**EXCERPT TO READ:**
++++
In the days following a devastating combat injury, Matias Ferreira’s thoughts naturally centered on everything now seemingly beyond his ability.
On Jan. 21, 2011, Ferreira stepped on an improvised explosive device while serving with his Marine unit in Afghanistan, leaving him with a broken pelvis and a shattered femur and without both legs below his knees.
"At first you’re like, I can’t. I won’t be able to play again, I won’t ever be able to dance, I won’t be able to go out and have fun with my friends. … It’s just telling yourself ‘you won’t,’ " recalled Ferreira.
"You won’t" became "I can" following a visit from fellow war veterans Josh Wege and Matt Kinsey, who met with Ferreira during his rehabilitation at Walter Reed National Military Medical Center in Bethesda, Md., and started talking about joining them with the Wounded Warrior Amputee Softball Team.
Their talk really took hold when Wege showed him the prosthetic legs beneath his jeans.
Wege, a lance corporal in the Marine Corps, also lost both legs in Afghanistan, in 2009, and was among the original members of the WWAST, which formed in early 2011 with players who lost limbs in post-9/11 military service.
"Then you have that possibility, you have that hope, that faith that you’re going to be able to do these things," Ferreira said.
Instilling that faith in others is part of the WWAST’s mission, a message they’ll bring to Oahu when the team visits in January for a series of games.
The 14-member slow-pitch softball team, which only plays against able-bodied teams, is scheduled to play five games from Jan. 5 to 12 at military bases around the island and at the University of Hawaii in a visit coordinated with the Amateur Softball Association’s Hawaii chapter.
Ferreira, Wege, Kinsey and Nick Clark arrived in town this week to help promote the series and the program’s stated goal of raising awareness "of the sacrifices and resilience of our military and highlight their ability to rise above any challenge."
"If we can touch the guys in a similar situation, that’ll be a good day," Wege said during a practice at Joint Base Pearl Harbor-Hickam’s Millican Field. "But ultimately we just want to inspire the nation and just want to spread the word."
The team was founded by David Van Sleet in early 2011, bringing together four aspects of his own life. He’d served in the Army and worked for the Department of Veterans Affairs. He’d also devoted his career to working in prosthetics and had been active in softball for years.
"It was time in my career to give something back," said Van Sleet, who is the team’s coach. "I’ve seen a small spark turn into a wildfire in about a year and a half’s time."
Van Sleet assembled a roster with nine players who had an amputation of their lower leg, three who’d lost an arm or hand and two — Ferreira and Wege — who had bilateral amputations below the knee.
++++
**DATASET CONTENT:**
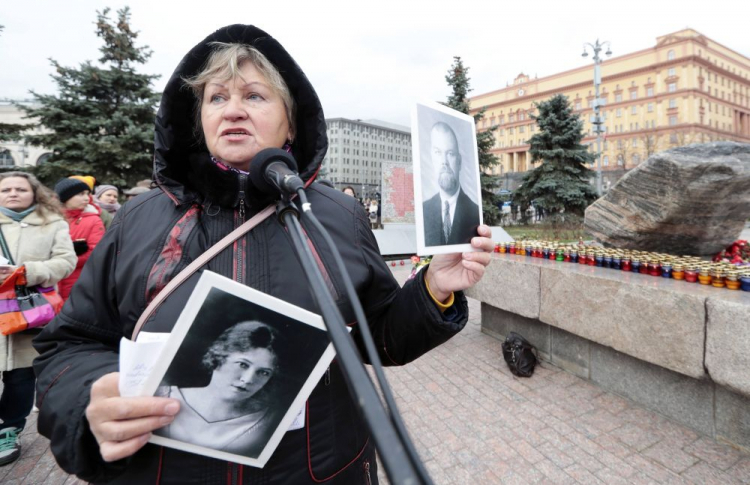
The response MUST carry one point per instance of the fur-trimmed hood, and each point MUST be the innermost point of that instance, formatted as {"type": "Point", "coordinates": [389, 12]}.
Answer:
{"type": "Point", "coordinates": [182, 165]}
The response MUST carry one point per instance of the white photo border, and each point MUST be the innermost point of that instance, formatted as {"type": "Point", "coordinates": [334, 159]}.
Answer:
{"type": "Point", "coordinates": [207, 282]}
{"type": "Point", "coordinates": [423, 250]}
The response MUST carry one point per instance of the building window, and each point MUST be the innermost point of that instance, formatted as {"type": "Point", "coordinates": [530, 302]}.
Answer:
{"type": "Point", "coordinates": [43, 159]}
{"type": "Point", "coordinates": [6, 159]}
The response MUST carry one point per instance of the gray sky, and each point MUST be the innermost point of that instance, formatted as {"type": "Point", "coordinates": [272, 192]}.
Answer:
{"type": "Point", "coordinates": [366, 59]}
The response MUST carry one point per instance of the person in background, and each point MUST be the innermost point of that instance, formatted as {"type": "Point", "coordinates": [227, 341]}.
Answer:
{"type": "Point", "coordinates": [132, 192]}
{"type": "Point", "coordinates": [106, 198]}
{"type": "Point", "coordinates": [89, 180]}
{"type": "Point", "coordinates": [86, 226]}
{"type": "Point", "coordinates": [37, 237]}
{"type": "Point", "coordinates": [373, 214]}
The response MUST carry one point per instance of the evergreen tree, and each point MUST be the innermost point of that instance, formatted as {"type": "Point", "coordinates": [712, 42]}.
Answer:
{"type": "Point", "coordinates": [561, 181]}
{"type": "Point", "coordinates": [458, 80]}
{"type": "Point", "coordinates": [101, 121]}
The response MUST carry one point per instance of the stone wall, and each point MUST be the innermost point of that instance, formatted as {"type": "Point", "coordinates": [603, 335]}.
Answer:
{"type": "Point", "coordinates": [680, 349]}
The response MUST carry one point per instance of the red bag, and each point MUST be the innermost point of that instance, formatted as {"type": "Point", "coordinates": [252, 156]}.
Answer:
{"type": "Point", "coordinates": [23, 307]}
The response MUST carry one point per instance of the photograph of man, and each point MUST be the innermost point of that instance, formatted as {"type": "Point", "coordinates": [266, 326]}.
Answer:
{"type": "Point", "coordinates": [450, 216]}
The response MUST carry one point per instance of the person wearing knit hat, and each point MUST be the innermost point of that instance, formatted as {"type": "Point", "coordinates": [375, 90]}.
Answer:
{"type": "Point", "coordinates": [84, 222]}
{"type": "Point", "coordinates": [105, 197]}
{"type": "Point", "coordinates": [86, 179]}
{"type": "Point", "coordinates": [70, 187]}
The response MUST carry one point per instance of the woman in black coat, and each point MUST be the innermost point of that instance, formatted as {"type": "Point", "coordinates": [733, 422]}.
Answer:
{"type": "Point", "coordinates": [234, 94]}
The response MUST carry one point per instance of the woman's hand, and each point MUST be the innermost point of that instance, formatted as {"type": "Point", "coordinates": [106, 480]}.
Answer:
{"type": "Point", "coordinates": [122, 425]}
{"type": "Point", "coordinates": [6, 271]}
{"type": "Point", "coordinates": [455, 272]}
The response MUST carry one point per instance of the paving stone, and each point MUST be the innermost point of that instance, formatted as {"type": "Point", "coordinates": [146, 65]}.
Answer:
{"type": "Point", "coordinates": [636, 437]}
{"type": "Point", "coordinates": [704, 474]}
{"type": "Point", "coordinates": [581, 475]}
{"type": "Point", "coordinates": [553, 472]}
{"type": "Point", "coordinates": [717, 455]}
{"type": "Point", "coordinates": [671, 455]}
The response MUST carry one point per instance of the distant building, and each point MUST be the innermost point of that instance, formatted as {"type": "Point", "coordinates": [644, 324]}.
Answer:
{"type": "Point", "coordinates": [16, 153]}
{"type": "Point", "coordinates": [686, 89]}
{"type": "Point", "coordinates": [357, 150]}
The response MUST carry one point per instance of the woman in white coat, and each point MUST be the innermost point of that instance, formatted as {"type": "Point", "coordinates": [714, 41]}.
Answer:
{"type": "Point", "coordinates": [37, 237]}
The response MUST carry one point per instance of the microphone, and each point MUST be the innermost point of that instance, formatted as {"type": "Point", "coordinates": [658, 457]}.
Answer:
{"type": "Point", "coordinates": [274, 171]}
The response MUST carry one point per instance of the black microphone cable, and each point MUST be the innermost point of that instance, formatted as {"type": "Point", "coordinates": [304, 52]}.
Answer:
{"type": "Point", "coordinates": [372, 352]}
{"type": "Point", "coordinates": [270, 180]}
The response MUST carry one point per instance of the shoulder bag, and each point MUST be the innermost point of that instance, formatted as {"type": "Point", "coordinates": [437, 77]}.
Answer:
{"type": "Point", "coordinates": [24, 307]}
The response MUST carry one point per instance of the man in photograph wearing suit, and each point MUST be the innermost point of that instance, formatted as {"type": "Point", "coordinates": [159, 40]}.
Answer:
{"type": "Point", "coordinates": [450, 216]}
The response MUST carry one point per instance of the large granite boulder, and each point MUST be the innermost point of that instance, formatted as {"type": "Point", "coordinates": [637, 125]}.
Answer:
{"type": "Point", "coordinates": [689, 200]}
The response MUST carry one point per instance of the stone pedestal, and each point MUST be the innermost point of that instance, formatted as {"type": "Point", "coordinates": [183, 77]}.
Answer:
{"type": "Point", "coordinates": [680, 349]}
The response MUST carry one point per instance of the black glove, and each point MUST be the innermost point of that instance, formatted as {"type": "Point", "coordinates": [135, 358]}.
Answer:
{"type": "Point", "coordinates": [80, 246]}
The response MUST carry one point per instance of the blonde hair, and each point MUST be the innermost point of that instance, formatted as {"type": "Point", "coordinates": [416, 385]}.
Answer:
{"type": "Point", "coordinates": [46, 201]}
{"type": "Point", "coordinates": [225, 62]}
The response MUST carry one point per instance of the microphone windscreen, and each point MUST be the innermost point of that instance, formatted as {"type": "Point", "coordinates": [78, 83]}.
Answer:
{"type": "Point", "coordinates": [260, 163]}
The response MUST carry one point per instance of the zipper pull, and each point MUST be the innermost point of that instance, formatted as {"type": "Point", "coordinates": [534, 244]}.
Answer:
{"type": "Point", "coordinates": [243, 179]}
{"type": "Point", "coordinates": [368, 479]}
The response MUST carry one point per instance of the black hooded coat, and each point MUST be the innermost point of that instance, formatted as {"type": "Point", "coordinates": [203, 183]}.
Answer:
{"type": "Point", "coordinates": [154, 236]}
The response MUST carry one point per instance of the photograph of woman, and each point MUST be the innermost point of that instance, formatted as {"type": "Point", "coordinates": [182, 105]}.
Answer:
{"type": "Point", "coordinates": [236, 412]}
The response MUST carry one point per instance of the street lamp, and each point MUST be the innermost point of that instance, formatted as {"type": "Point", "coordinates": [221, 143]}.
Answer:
{"type": "Point", "coordinates": [597, 120]}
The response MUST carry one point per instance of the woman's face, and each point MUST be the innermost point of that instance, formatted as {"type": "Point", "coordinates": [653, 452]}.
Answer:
{"type": "Point", "coordinates": [78, 201]}
{"type": "Point", "coordinates": [16, 194]}
{"type": "Point", "coordinates": [244, 373]}
{"type": "Point", "coordinates": [242, 116]}
{"type": "Point", "coordinates": [109, 196]}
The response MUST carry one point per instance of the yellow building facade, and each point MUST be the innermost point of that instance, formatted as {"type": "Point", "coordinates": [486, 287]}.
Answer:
{"type": "Point", "coordinates": [686, 89]}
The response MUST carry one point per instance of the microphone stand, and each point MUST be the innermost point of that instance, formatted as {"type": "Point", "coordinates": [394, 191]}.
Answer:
{"type": "Point", "coordinates": [396, 461]}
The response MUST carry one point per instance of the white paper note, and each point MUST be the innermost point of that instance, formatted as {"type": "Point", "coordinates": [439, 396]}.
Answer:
{"type": "Point", "coordinates": [137, 360]}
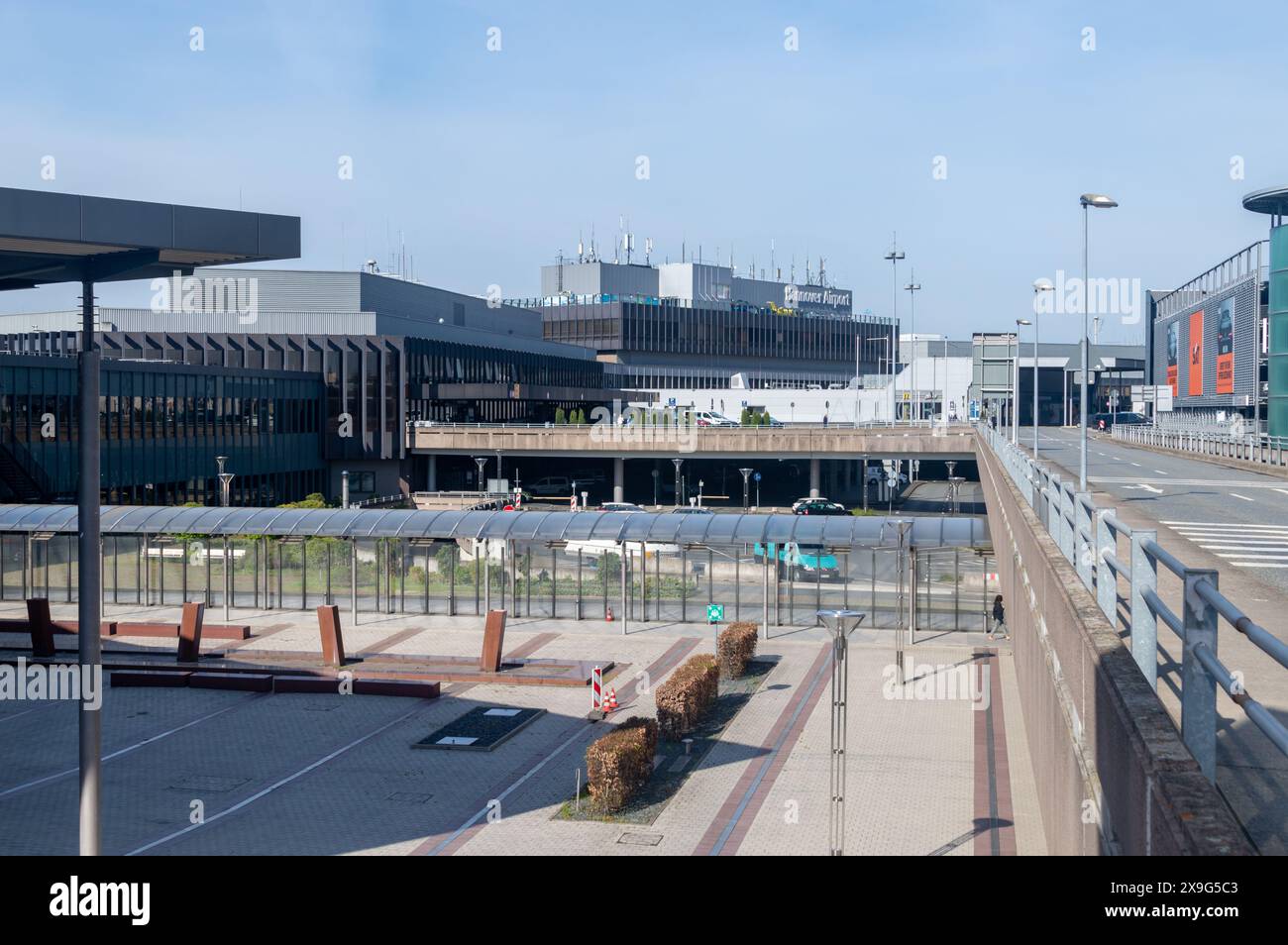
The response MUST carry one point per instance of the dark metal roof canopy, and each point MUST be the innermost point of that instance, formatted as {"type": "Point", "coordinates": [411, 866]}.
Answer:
{"type": "Point", "coordinates": [1273, 200]}
{"type": "Point", "coordinates": [669, 528]}
{"type": "Point", "coordinates": [64, 237]}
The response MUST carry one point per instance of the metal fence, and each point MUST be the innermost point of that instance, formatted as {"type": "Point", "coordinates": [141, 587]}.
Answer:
{"type": "Point", "coordinates": [945, 588]}
{"type": "Point", "coordinates": [1263, 450]}
{"type": "Point", "coordinates": [1089, 538]}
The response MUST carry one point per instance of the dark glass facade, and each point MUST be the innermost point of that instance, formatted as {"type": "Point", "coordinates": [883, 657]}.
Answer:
{"type": "Point", "coordinates": [161, 425]}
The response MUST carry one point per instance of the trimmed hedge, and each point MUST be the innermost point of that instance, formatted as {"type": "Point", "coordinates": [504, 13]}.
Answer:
{"type": "Point", "coordinates": [735, 647]}
{"type": "Point", "coordinates": [684, 698]}
{"type": "Point", "coordinates": [619, 764]}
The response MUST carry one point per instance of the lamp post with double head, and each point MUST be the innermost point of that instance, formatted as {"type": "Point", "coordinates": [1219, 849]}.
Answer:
++++
**PROBLEMS TO WORK ON:**
1 - In the article about the Wounded Warrior Amputee Softball Team, on what date did Matias Ferreira step on an improvised explosive device?
2 - Please write a continuation of the article about the Wounded Warrior Amputee Softball Team, starting after its final sentence.
The records have no connection to the article about the Wounded Warrior Amputee Softball Team.

**OUTPUTS BY TASK:**
1 - Jan. 21, 2011.

2 -
With about $2 million in prosthetics between them, they’ve barnstormed around the country playing close to 40 exhibition games over the past year, continuing to serve in a new capacity.
"This is one of the biggest honors of my life, to be part of this team," said Kinsey, an Army paratrooper when he lost part of his right leg to a land mine in Afghanistan on June 2, 2010.
"We’re not over there in the war or doing what we were doing, but now we’re showing the perseverance, showing the true spirit of the wounded warriors."
While there’s a message behind their appearances, "once the first pitch is thrown, it’s about playing ball and being competitive," said Kinsey, who pitched in junior college before joining the Army and slammed a few out of Millican Field during Monday’s hitting session.
The players’ gear bags now include their prosthetics, along with gloves and bats, and they’ve learned to play with the artifical limbs to the point where it’s sometimes tough to tell they’re wearing one.
"Guys are pretty creative and they know how to adapt to different ways of life. They do it around the house; why is the softball field any different?" Wege said. "You find ways that work for you."
Just as the team brings a message of hope to their various stops, playing softball and sharing the experience with others dealing with similar injuries has provided its members with a spiritual boost in their recovery.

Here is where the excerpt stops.